**** Given data ****

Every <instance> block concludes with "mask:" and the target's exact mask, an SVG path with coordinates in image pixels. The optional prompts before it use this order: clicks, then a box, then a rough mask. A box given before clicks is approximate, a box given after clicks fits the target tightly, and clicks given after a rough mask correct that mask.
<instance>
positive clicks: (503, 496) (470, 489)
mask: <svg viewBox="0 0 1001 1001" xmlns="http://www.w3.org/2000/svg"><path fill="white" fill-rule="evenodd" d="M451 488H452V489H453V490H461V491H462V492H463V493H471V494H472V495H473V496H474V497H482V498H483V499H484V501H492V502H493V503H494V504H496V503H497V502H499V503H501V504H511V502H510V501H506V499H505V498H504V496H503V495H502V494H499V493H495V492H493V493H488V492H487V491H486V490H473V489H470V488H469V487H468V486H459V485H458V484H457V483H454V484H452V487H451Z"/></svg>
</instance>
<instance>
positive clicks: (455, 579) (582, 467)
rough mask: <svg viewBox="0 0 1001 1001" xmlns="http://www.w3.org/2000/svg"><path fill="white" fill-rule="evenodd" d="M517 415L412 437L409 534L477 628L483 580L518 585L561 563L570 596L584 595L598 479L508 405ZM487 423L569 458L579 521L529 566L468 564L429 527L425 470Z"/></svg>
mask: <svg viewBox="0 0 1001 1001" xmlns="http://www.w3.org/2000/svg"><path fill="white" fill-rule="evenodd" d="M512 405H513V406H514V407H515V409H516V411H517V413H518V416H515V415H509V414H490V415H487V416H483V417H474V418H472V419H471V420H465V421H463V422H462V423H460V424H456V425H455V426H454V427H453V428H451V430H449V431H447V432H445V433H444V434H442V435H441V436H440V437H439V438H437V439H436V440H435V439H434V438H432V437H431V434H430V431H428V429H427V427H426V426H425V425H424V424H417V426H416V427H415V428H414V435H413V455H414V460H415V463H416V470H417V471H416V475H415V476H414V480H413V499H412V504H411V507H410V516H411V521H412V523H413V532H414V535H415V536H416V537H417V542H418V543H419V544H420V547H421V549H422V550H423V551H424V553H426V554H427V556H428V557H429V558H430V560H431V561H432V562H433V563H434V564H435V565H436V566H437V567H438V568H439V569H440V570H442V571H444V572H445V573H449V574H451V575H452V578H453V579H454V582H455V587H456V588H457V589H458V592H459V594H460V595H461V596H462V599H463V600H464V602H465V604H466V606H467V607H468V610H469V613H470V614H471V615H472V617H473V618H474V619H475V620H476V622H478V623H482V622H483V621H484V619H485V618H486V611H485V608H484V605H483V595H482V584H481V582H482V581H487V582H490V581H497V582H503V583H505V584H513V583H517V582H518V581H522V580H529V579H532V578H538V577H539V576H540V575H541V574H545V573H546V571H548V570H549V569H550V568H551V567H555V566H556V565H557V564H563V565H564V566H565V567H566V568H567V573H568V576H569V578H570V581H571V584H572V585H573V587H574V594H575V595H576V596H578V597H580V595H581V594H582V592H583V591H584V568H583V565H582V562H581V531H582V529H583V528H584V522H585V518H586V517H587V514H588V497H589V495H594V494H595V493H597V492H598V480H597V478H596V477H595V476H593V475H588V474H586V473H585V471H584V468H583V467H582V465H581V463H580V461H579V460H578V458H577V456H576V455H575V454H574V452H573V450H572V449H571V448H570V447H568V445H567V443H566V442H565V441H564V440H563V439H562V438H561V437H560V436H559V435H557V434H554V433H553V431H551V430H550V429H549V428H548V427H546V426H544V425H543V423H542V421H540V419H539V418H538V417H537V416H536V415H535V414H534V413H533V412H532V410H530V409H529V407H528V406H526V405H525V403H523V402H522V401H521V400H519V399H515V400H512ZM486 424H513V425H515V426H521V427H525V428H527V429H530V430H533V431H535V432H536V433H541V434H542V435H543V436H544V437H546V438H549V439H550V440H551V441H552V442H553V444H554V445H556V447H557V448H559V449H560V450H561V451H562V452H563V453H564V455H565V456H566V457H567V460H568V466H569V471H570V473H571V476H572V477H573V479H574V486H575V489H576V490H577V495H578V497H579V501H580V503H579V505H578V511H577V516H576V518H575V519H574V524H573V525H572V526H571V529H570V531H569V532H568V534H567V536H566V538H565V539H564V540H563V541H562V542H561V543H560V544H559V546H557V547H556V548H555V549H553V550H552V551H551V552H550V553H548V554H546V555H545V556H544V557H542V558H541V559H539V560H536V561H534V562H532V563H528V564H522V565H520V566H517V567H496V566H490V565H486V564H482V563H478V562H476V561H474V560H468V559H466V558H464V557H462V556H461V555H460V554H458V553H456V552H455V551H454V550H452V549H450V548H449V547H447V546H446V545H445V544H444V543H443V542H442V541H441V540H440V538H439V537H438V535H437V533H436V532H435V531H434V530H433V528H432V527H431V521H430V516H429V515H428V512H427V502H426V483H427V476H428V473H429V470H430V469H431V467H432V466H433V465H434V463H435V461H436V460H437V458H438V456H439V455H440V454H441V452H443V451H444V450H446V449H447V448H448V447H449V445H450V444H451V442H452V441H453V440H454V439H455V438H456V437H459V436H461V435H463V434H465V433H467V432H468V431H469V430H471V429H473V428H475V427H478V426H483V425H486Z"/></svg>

****
**** Given data ****

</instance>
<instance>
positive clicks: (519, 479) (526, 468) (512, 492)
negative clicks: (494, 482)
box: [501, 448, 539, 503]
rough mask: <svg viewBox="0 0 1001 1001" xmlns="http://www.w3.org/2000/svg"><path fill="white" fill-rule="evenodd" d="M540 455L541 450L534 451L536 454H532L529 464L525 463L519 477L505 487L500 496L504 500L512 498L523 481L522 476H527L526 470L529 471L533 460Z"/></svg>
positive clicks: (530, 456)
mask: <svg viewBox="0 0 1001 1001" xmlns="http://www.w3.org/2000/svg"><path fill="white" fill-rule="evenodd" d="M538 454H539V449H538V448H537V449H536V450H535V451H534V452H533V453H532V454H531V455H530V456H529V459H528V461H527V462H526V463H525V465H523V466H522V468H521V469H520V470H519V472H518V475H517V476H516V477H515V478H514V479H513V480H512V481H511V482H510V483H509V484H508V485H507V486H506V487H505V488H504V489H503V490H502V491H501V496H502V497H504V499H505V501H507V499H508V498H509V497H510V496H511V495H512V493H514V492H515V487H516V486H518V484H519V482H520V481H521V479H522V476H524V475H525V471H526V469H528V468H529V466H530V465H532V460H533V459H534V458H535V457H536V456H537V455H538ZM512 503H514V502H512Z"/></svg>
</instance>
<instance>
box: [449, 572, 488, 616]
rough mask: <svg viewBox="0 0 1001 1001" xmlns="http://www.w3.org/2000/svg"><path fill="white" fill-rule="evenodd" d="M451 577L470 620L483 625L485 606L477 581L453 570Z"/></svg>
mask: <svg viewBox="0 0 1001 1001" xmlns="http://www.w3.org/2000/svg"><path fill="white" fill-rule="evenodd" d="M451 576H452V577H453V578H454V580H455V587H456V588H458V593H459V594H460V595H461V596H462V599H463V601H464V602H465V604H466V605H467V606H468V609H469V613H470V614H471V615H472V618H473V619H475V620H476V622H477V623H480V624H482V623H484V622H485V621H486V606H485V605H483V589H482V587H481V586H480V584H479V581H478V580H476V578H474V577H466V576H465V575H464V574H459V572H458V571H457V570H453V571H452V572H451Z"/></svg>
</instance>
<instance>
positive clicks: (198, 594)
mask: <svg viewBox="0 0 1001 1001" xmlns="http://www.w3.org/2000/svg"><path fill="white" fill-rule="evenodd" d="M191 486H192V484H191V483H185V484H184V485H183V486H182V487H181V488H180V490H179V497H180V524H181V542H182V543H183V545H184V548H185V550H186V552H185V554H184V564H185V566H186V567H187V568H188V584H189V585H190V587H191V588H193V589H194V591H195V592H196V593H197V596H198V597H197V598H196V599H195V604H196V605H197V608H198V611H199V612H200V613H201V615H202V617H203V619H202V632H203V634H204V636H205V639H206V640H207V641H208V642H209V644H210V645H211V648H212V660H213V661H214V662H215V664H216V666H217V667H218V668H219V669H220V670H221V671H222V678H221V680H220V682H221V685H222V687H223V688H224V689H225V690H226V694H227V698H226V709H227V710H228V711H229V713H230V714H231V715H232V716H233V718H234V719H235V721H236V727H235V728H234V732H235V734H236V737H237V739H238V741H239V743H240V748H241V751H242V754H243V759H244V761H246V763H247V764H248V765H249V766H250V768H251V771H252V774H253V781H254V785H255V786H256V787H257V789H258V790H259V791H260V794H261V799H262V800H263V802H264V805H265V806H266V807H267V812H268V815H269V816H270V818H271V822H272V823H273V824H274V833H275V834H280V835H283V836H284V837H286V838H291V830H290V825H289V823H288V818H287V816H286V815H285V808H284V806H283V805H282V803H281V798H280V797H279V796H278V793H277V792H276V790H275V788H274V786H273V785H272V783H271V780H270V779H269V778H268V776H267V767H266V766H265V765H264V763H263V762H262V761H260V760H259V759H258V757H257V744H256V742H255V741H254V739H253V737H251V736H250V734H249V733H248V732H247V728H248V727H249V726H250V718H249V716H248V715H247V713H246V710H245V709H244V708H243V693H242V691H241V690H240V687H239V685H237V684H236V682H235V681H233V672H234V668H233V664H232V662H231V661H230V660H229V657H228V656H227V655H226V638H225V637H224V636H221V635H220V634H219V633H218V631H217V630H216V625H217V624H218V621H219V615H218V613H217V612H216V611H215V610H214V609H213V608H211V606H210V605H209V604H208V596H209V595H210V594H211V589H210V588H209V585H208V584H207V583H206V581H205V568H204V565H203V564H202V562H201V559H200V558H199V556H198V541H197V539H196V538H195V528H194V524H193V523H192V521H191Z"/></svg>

****
**** Given data ****

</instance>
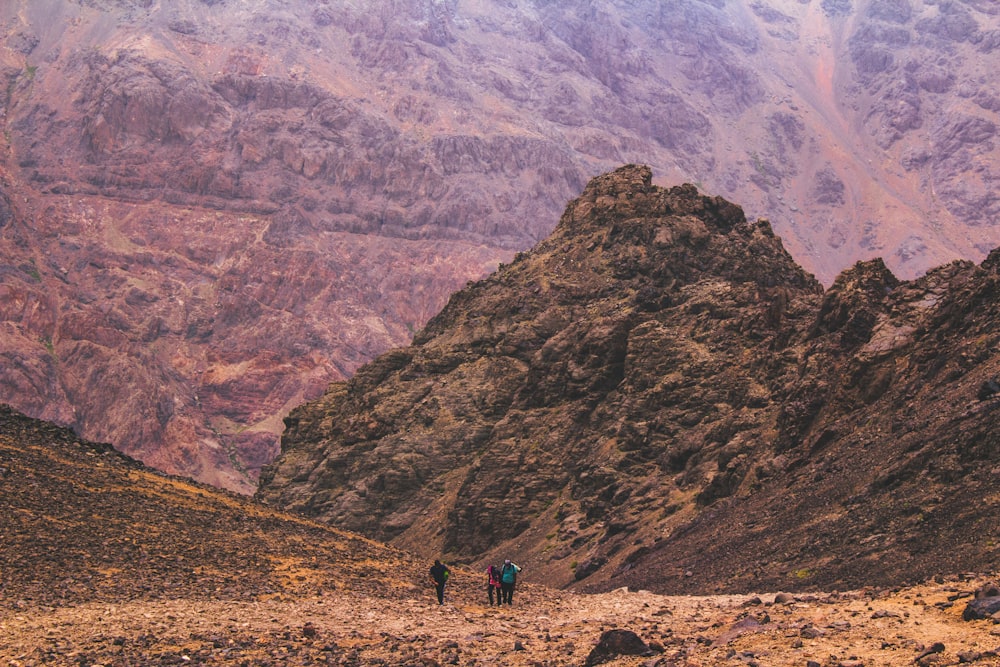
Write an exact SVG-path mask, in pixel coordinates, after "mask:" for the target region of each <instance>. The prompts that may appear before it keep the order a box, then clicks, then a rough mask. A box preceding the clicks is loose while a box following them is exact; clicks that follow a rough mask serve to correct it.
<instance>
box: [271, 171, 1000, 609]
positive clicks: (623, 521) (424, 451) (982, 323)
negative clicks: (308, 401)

****

• **Problem**
Copy each line from the data above that includes "negative".

• **Written response**
negative clicks: (494, 482)
negative clicks: (308, 401)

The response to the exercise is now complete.